▸ EXERCISE
Using the records below, copy out exactly the line that contains "Locate every instance of the person" and every line that follows it, up to and including the last, and no others.
====== PROVIDED DATA
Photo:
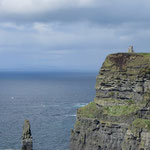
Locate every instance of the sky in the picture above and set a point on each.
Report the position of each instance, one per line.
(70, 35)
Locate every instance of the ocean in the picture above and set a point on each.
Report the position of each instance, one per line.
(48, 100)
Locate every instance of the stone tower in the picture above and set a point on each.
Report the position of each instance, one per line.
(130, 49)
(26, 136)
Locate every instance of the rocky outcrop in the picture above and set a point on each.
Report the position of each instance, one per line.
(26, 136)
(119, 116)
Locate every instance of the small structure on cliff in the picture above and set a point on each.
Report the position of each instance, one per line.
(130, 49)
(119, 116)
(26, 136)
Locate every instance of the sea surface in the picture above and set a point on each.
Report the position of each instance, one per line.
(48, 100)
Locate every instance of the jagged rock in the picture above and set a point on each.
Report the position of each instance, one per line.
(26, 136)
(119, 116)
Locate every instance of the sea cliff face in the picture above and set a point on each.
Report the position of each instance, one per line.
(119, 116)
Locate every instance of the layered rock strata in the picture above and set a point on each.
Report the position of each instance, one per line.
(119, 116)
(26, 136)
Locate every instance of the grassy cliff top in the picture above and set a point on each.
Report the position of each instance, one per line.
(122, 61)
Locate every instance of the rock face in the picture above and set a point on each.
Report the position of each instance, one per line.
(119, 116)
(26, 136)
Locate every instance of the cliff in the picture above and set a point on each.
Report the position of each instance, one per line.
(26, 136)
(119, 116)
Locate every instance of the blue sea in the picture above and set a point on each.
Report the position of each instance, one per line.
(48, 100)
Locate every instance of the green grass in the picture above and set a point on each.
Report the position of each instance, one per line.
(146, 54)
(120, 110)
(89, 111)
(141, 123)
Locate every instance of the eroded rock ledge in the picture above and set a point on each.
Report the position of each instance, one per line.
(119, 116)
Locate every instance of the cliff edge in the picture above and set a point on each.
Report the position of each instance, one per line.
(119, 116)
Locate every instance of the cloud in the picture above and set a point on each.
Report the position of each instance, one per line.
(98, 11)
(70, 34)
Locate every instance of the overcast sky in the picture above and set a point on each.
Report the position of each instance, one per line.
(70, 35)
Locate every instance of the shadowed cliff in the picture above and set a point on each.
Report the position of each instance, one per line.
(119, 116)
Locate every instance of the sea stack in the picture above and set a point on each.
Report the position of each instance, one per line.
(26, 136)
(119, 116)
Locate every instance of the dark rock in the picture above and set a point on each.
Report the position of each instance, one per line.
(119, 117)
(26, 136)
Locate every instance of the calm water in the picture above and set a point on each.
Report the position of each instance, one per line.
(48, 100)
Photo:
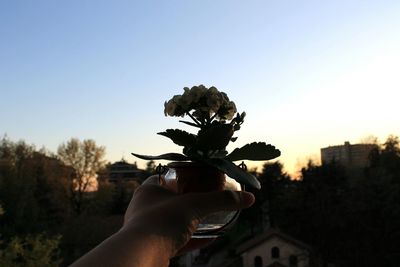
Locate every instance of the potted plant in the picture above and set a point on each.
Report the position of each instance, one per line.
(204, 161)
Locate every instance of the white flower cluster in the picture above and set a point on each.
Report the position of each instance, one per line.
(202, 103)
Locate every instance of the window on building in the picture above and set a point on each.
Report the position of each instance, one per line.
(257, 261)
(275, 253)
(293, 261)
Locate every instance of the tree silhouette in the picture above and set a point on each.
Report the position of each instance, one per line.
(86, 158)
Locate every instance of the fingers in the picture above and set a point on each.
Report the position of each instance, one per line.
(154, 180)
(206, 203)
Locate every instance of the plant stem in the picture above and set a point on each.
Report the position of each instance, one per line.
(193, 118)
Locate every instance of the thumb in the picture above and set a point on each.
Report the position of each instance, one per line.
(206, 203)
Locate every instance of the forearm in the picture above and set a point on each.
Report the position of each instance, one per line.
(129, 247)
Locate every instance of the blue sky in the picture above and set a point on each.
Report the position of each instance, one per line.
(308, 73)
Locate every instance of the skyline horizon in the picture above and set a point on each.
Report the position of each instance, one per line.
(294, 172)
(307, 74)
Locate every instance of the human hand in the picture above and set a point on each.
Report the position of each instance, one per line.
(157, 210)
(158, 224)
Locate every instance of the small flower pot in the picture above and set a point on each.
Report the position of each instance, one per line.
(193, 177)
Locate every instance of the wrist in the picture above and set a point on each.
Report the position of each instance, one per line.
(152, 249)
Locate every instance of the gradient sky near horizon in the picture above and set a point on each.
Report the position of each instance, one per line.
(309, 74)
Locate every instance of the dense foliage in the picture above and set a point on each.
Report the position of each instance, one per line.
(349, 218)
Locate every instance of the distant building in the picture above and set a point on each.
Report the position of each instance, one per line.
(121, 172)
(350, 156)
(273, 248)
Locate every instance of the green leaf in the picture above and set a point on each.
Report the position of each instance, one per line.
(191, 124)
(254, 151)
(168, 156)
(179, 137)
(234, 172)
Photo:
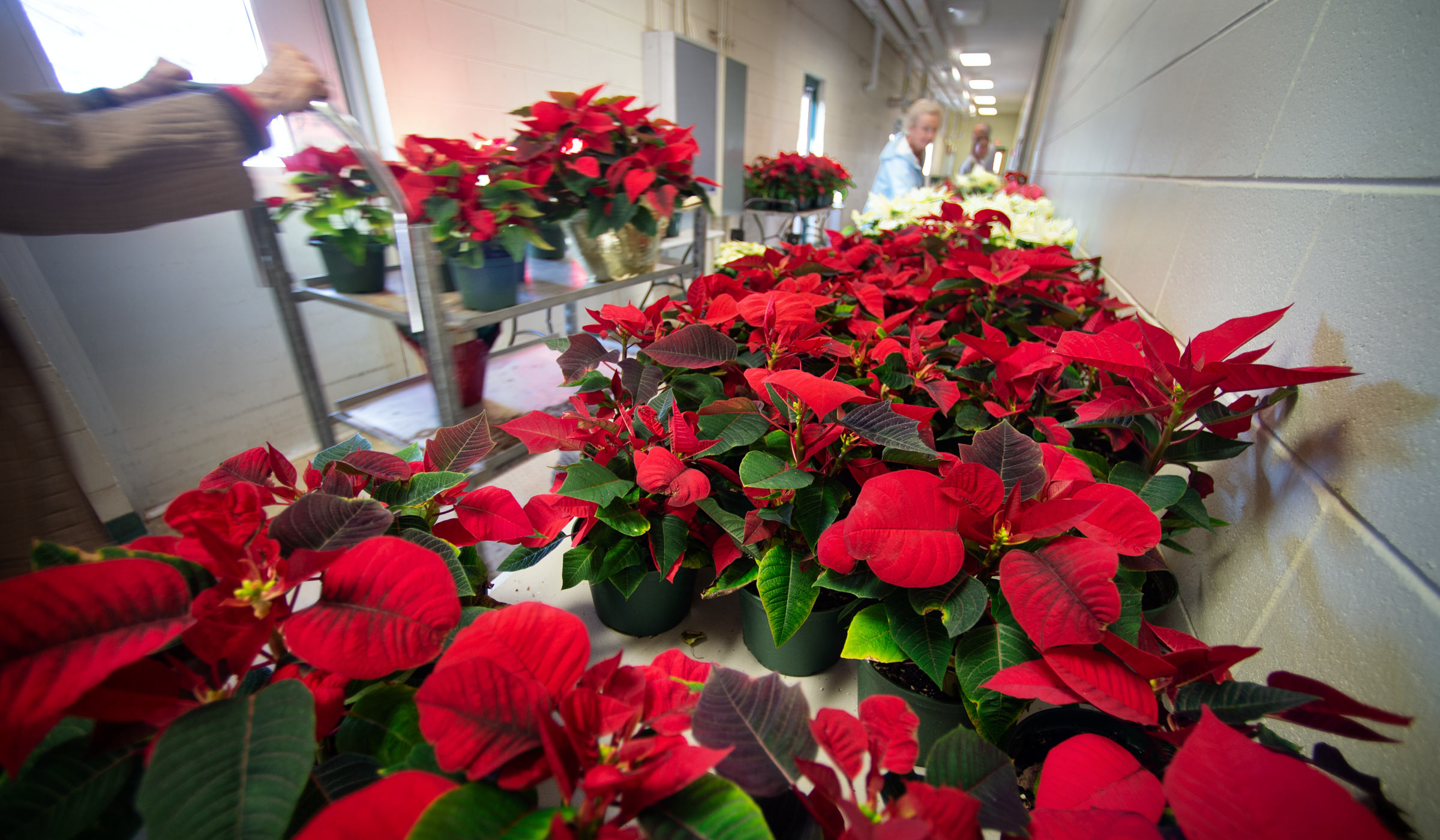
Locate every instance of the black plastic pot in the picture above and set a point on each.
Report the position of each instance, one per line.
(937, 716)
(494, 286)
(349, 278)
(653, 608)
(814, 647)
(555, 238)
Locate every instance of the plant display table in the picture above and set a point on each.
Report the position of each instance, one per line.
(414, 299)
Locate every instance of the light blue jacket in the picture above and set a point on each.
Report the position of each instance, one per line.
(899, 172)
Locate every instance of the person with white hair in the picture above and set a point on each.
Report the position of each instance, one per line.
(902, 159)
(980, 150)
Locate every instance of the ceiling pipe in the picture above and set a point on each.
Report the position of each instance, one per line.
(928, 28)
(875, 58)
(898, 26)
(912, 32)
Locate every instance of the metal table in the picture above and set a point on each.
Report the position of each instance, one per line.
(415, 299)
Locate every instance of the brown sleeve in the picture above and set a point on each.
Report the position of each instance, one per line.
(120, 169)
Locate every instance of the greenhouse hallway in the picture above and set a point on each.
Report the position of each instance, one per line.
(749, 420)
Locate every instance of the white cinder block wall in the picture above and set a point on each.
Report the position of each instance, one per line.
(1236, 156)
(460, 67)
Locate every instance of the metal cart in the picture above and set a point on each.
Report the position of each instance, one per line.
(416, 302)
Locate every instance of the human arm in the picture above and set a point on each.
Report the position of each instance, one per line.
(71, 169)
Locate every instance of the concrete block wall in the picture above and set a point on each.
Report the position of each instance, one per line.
============
▸ WRITTEN SOLUTION
Locate every instance of the person with white hair in the picture above and set a point on each.
Report the position of each instance, one per line.
(902, 159)
(980, 150)
Locate every instance of the ceiling pipe in the picture above and set a point on each.
Report the position of each instance, one per line.
(928, 28)
(875, 58)
(898, 26)
(912, 32)
Locate every instance of the metal table in the picture above and set a point on each.
Report the position of each instance, one per line.
(415, 299)
Locate every instance of the brown sleeve in the picture above and set a point on each.
Report the position of each instance, one per line.
(120, 169)
Locate every instance of the greenhouse hallway in the picture above and set a point on each.
Report the position of each instance, one per line.
(749, 420)
Locate every instance of the white cinder block wall in the picture above and set a point on each.
Report the position of each instance, one per line.
(1236, 156)
(460, 67)
Locate every instance of the metal cart in the picture above and set a point on each.
Report the position of each instance, one per line.
(416, 302)
Locate every instance of the human arm in the picture above and set a point on each.
Report the position of each instance, one per line.
(71, 169)
Locate every instance of the concrete block wall in the picture above and set a point on each.
Report the position of each instance, one per line.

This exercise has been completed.